──────── SOURCE EXCERPT

But what even IS faith? We recognize it in others, we form it on our lips, and we find it in scripture, but ladies, it terrifies me that I can't even give this virtue a definition. And lately I've been thinking about how I have believed that the only way to acquire cardinal virtues is through suffering and trials and tests...that's how I've been blessed with my reflections anyway, by this process of trial, revelation, peace.
But last night I came across a whole new crater in my mind: What if our Holy wants us to be happy as we pursue these virtues?
What if, now hear me out, what if our Holy doesn't want us to have to undergo these trials to achieve interior peace? But what if we, as humans, need to? You know, because we are so baffled about why someone so Good, who literally IS Good, would ever give us anything?
So what if we need these trials to show ourselves that we can show God we are worthy of His love?
Take Joshua 6.
Scene:Jericho.
"And to Joshua the Lord said, 'I have delivered Jericho and its king into your power. Have all the soldiers circle the city, marching once around it. Do this for six days, with seven priests carrying ram's horns ahead of the ark. On the seventh day march around the city seven times, and have the priests blow the horns. When they give a long blast on the ram's horns and you hear that signal, all the people shall shout aloud. The wall of the city will collapse, and they will be able to make a frontal attack.'"
Joshua 6:2-5
If you were lazy and skipped the scripture passage, the summary: God said march around the walls, on the seventh day do an extra lap and shout. The walls will fall.
All of those soldiers believed that, on the seventh day, at the cry of their voices the north wall would crumble and the city would be theirs. They had such ridiculously strong faith that a fortified city would turn to dust by this bizarre action. And does Matthew 17:20 come to mind?
If you have the faith the size of a mustard seed, you will say to this mountain, 'Move from here to there,' and it will move. Nothing will be impossible for you.
But the Israelites had it easy, right? Most Old Testament people did. They had Mom and Dad telling them stories about the wonders He worked through Moses, and they saw firsthand God chucking rocks from the sky at Amorite kings and Him halting the sun's course in the sky at Gibeon (Joshua 10),...the Israelites of this generation didn't necessarily see Moses part the sea, sure...but they did see Joshua part the Jordan (Joshua 3...can you guess what book I've been reading?).
The Israelites had these whomping miracles, so why can't we? Yeah, I'm sure I'd be pretty confidant in my faith if I was standing with my friends encircling Jericho (or you know, maybe not!), sure that the walls would fall at the sound of my shouts too if I had just witnessed Joshua at the Jordan.
But wait.
The Israelites looked into their past and saw their "Promiser." They could see Him at work. And I think we might be able to as well.
Because haven't we all had miracles? Ours may not have been on such a big scale, not large enough to warrant lines in the greatest book ever written (let alone sold), but aren't we all able to look to our past to see a present God, so clearly guiding us? So obviously there in our past? Aren't they our own precious miracles? Our Holy is so involved in our lives that He's present not just in our wars, in our battles, but the skirmishes we are so wrapped up in between our head and our heart. How many of THOSE miracles went unrecorded in the Book of Books?
And perhaps that's why He offers us trials, so that we can practice our faith, whatever that is, so that we can practice our hope and our love, not so that He sees it, not because He wants us to prove it, but to restore our confidence in ourselves that what we are doing is Right and it is Good. And that, in the end, all He desires is our happiness?
Why are we fighting battles that have already been won? How loudly are you shouting at your own wall? How many times have you attempted to scale it? To dig tunnels under it?
Let us be still. Let us stop proving ourselves. Let us let God act.

────────────────

§ **COMPLETE THE FOLLOWING**:
- A) In the reflection on faith, reproduce the text between "But the Israelites" and "I've been reading?).", inclusive.
- B) Condense the paragraph of the reflection on faith that opens "But the Israelites had it easy, right?" into a short bulleted list that keeps its main facts.
- C) Decide whether each statement agrees with the reflection on faith, and answer yes or no with the words of the text that settle it: (i) The Lord told Joshua that seven priests carrying ram's horns should go ahead of the ark. (ii) On the seventh day the soldiers were to march around the city once. (iii) The writer can give faith a definition.

──────── ENTRIES PROVIDED

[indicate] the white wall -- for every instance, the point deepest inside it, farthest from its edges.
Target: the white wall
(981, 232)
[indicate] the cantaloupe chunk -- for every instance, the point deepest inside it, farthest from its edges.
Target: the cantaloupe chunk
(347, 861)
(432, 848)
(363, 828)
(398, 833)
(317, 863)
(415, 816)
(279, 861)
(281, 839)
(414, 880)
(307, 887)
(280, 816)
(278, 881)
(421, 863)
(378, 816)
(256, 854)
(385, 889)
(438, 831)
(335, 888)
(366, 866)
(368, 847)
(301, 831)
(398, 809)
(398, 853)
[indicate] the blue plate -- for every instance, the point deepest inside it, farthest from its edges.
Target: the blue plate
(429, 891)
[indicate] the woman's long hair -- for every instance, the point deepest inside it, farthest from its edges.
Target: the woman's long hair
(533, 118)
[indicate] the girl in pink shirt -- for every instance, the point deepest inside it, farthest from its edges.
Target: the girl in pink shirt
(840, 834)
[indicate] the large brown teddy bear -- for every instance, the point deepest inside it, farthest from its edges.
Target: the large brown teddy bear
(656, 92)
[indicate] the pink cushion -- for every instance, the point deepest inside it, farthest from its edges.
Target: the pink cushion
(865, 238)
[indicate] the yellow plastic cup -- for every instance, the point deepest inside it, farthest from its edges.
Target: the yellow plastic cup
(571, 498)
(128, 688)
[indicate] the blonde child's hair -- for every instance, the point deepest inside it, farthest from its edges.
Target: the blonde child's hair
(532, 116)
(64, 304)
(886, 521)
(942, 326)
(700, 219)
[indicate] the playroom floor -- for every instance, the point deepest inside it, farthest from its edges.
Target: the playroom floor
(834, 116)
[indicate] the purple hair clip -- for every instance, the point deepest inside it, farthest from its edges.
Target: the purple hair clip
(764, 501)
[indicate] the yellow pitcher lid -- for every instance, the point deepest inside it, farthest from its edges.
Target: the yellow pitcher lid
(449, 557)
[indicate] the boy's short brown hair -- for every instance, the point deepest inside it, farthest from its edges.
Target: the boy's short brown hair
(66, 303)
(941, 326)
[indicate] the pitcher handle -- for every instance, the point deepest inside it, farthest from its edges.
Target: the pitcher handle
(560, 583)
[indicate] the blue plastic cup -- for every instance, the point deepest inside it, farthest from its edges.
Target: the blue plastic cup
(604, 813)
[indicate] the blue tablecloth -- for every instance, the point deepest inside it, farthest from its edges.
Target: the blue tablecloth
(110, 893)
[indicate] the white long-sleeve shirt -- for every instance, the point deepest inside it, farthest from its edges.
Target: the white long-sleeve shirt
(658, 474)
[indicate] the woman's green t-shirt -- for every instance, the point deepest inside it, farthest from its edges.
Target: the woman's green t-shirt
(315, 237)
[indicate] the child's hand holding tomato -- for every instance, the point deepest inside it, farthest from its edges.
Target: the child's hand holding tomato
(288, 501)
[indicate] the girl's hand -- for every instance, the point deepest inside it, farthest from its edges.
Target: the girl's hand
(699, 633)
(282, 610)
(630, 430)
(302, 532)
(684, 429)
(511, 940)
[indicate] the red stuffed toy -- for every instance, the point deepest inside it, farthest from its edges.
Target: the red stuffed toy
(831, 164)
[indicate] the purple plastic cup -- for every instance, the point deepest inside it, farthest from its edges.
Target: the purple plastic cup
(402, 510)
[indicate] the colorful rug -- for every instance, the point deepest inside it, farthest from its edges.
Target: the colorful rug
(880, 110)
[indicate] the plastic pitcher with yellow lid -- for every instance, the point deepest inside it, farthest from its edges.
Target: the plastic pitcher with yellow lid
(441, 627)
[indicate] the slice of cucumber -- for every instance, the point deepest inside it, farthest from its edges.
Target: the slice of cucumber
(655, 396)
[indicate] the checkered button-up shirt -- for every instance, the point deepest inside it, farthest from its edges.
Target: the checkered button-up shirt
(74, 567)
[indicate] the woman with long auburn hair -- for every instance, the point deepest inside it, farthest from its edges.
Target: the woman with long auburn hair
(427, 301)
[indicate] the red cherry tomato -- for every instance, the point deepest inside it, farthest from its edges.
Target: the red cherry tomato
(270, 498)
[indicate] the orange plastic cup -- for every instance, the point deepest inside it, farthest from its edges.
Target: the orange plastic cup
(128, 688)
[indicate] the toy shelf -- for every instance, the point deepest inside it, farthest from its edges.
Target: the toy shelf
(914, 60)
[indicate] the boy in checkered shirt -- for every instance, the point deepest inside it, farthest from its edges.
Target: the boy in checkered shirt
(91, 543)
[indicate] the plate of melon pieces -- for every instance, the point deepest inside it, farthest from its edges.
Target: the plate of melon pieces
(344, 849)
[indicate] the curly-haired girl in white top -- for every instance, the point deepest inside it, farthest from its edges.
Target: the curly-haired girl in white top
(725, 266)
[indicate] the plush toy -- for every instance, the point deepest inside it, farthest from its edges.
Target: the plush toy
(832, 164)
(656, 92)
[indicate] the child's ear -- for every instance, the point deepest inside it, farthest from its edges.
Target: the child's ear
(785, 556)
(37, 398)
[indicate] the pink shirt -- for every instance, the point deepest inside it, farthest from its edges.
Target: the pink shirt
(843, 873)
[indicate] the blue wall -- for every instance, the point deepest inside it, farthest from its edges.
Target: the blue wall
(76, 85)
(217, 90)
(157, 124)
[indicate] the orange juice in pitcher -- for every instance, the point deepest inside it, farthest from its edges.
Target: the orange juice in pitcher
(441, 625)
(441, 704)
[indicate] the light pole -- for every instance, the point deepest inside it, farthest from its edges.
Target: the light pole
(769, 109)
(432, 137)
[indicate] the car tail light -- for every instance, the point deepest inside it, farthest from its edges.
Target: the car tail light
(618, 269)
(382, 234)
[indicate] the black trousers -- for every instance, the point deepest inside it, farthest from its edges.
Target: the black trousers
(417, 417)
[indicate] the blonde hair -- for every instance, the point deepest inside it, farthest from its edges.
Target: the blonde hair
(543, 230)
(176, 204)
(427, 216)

────────────────

§ **SOLVED TASKS**:
- A)
But the Israelites had it easy, right? Most Old Testament people did. They had Mom and Dad telling them stories about the wonders He worked through Moses, and they saw firsthand God chucking rocks from the sky at Amorite kings and Him halting the sun's course in the sky at Gibeon (Joshua 10),...the Israelites of this generation didn't necessarily see Moses part the sea, sure...but they did see Joshua part the Jordan (Joshua 3...can you guess what book I've been reading?).

- B)
- Most Old Testament people, the Israelites among them, had it easy.
- Their parents told them stories about the wonders God worked through Moses.
- They saw God throw rocks from the sky at Amorite kings and stop the sun in the sky at Gibeon (Joshua 10).
- This generation did not necessarily see Moses part the sea, but they did see Joshua part the Jordan (Joshua 3).

- C)
(i) Yes: "with seven priests carrying ram's horns ahead of the ark"
(ii) No: "On the seventh day march around the city seven times"
(iii) No: "it terrifies me that I can't even give this virtue a definition"